Stated problem: Please write out again every line of the part that opens with the line containing "Every instance of the white traffic" and closes with the line containing "[(843, 356)]", both included and nothing else, multiplying each coordinate by 0.6 and rounding it to a whole number, with halves rounded up.

Task inputs:
+---+

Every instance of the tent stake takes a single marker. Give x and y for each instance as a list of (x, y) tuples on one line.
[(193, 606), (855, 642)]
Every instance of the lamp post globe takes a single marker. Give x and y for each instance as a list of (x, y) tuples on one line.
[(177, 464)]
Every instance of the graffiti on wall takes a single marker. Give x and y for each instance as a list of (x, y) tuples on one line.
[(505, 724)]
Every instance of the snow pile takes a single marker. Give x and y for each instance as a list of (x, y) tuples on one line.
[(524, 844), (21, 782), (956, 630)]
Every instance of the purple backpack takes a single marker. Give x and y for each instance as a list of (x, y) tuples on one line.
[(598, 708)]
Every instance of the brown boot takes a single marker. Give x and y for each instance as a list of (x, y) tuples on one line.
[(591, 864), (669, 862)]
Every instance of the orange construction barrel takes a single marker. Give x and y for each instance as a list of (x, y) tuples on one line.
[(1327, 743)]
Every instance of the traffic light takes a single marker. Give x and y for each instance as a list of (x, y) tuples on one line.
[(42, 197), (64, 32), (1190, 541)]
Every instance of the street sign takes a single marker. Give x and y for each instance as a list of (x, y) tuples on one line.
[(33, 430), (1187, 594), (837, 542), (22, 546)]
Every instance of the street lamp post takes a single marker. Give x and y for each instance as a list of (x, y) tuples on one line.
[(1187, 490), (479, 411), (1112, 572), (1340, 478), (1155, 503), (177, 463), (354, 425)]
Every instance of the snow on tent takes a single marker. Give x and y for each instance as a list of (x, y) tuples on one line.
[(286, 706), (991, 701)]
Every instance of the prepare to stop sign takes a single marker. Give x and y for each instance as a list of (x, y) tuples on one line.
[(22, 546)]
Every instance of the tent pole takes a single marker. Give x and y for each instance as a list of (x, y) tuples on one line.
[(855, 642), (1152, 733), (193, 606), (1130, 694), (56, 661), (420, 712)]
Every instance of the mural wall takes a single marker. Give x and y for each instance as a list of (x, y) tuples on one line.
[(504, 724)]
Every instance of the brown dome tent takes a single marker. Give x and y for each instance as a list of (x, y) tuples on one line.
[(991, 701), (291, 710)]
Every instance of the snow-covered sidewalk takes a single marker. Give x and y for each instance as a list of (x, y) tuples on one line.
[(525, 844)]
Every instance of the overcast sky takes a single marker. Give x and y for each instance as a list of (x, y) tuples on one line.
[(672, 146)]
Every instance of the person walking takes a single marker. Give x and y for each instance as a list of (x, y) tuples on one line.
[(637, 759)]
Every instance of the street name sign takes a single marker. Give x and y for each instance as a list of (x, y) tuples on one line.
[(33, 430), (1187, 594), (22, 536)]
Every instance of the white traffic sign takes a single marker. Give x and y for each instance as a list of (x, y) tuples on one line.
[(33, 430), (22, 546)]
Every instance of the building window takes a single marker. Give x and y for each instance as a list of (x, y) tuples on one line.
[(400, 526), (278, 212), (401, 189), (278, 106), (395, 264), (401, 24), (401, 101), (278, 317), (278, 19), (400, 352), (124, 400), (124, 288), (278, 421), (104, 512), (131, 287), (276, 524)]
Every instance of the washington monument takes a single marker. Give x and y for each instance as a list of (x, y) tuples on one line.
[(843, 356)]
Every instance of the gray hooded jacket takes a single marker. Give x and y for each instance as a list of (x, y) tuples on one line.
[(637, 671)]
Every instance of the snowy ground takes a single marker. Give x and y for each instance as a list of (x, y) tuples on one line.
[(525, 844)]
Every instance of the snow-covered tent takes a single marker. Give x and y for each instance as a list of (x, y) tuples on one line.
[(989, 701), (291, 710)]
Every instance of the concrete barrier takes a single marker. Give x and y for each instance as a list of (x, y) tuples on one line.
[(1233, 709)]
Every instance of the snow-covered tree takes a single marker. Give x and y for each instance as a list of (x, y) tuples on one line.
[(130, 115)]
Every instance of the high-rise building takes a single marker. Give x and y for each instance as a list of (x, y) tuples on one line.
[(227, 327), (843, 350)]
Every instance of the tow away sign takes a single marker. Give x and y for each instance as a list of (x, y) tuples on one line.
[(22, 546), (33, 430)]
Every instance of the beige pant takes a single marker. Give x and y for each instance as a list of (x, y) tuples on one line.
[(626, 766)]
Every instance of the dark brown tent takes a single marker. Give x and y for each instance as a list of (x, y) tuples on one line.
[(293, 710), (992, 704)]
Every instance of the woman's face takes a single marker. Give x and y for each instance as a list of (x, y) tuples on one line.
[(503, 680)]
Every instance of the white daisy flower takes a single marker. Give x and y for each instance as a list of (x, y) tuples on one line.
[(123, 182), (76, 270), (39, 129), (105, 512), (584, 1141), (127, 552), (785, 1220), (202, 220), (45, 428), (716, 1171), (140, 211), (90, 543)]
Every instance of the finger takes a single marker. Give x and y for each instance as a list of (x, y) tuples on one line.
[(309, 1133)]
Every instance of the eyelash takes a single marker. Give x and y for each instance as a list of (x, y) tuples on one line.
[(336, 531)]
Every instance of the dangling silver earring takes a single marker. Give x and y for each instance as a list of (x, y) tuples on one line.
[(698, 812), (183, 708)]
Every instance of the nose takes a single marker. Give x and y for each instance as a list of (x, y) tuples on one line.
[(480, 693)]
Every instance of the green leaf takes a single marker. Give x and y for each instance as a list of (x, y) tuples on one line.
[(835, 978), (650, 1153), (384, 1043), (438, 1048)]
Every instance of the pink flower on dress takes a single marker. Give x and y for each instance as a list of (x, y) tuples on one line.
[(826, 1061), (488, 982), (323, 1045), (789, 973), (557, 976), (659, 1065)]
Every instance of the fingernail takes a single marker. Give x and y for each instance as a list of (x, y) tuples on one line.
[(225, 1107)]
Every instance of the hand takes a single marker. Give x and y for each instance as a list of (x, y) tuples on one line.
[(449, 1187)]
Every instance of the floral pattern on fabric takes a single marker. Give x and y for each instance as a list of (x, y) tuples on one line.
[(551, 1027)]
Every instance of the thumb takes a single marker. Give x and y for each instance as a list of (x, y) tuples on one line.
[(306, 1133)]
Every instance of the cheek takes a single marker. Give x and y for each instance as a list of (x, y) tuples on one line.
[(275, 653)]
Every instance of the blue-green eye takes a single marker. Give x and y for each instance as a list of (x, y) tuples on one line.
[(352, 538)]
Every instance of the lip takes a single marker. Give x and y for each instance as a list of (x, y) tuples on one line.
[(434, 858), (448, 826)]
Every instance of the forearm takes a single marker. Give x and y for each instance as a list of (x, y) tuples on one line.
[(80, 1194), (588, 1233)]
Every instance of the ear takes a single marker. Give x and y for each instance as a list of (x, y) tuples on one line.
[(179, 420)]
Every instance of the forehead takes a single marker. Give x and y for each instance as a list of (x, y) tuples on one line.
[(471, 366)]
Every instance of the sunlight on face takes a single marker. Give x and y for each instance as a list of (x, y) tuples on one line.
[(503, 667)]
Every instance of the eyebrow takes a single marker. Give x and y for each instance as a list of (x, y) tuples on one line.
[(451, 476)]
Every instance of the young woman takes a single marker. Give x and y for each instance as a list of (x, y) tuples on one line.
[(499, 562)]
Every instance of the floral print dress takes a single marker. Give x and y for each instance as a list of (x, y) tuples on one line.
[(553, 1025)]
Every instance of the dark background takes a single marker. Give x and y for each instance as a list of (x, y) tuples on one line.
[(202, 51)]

+---+

Written answer:
Every instance of the white traffic sign takes a single marker. Give x and y for each instance as a list of (x, y) tuples on one line.
[(20, 258), (13, 328)]
Every instance of the building window takes a single marker. Give x and y for each instance as a list of (x, y) tuples on one line.
[(240, 316), (167, 127), (241, 113), (167, 64), (237, 158), (241, 14), (241, 61), (167, 190), (167, 11), (240, 211), (74, 240), (74, 173), (167, 253), (62, 307), (79, 172), (166, 314)]
Every instance of the washington monument takes a single marker. Give x and y for each instance as a list of (x, y) tuples on one line.
[(506, 214)]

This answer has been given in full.